--- START MATERIAL FOR THE TASK ---

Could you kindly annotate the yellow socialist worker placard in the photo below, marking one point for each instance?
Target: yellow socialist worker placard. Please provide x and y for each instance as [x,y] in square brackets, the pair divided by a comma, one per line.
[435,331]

--- END MATERIAL FOR THE TASK ---
--- START MATERIAL FOR THE TASK ---

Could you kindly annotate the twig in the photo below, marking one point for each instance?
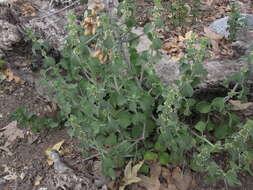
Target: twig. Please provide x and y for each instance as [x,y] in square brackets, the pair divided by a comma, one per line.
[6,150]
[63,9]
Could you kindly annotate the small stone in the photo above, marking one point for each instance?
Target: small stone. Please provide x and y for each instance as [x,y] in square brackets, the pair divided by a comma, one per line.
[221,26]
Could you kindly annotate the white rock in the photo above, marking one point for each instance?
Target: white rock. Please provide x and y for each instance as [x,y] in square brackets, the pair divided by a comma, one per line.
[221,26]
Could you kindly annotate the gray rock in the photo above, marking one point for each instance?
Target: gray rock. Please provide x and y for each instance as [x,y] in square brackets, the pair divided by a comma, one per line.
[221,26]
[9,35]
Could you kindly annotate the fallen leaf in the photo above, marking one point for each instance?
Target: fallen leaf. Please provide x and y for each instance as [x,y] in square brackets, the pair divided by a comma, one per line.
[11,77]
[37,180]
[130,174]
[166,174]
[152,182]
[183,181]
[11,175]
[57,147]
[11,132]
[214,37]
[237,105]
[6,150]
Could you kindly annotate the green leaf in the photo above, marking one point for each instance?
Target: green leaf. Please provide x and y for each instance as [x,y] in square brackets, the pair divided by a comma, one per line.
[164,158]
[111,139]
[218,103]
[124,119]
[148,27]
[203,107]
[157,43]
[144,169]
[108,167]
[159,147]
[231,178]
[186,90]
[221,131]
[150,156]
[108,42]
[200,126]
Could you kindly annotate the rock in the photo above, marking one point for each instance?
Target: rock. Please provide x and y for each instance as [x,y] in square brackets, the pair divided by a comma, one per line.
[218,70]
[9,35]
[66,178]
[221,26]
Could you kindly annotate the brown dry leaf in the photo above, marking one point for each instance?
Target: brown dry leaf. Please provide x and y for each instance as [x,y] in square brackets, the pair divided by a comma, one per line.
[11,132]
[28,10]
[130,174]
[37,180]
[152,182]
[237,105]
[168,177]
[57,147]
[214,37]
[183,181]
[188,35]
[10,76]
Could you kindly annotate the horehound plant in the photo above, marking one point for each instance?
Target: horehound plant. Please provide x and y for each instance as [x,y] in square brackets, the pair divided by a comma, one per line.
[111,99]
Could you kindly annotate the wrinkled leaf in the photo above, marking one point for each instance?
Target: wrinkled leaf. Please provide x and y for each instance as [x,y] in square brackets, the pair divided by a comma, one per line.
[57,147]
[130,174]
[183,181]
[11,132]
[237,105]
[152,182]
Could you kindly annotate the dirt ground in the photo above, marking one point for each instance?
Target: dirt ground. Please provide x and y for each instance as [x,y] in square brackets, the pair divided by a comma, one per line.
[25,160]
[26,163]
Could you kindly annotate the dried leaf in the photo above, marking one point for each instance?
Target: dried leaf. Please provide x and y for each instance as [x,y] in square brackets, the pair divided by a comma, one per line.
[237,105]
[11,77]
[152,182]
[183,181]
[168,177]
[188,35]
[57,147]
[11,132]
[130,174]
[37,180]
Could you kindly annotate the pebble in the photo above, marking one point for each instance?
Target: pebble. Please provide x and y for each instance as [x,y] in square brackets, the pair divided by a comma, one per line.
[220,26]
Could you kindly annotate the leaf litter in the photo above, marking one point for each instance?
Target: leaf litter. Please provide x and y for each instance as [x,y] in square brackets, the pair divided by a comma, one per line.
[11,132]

--- END MATERIAL FOR THE TASK ---

▶ **STATED TASK**
Count the lines in the records above that contain the string "stone", where case counts. Give only the number.

▶ **FINAL ANSWER**
2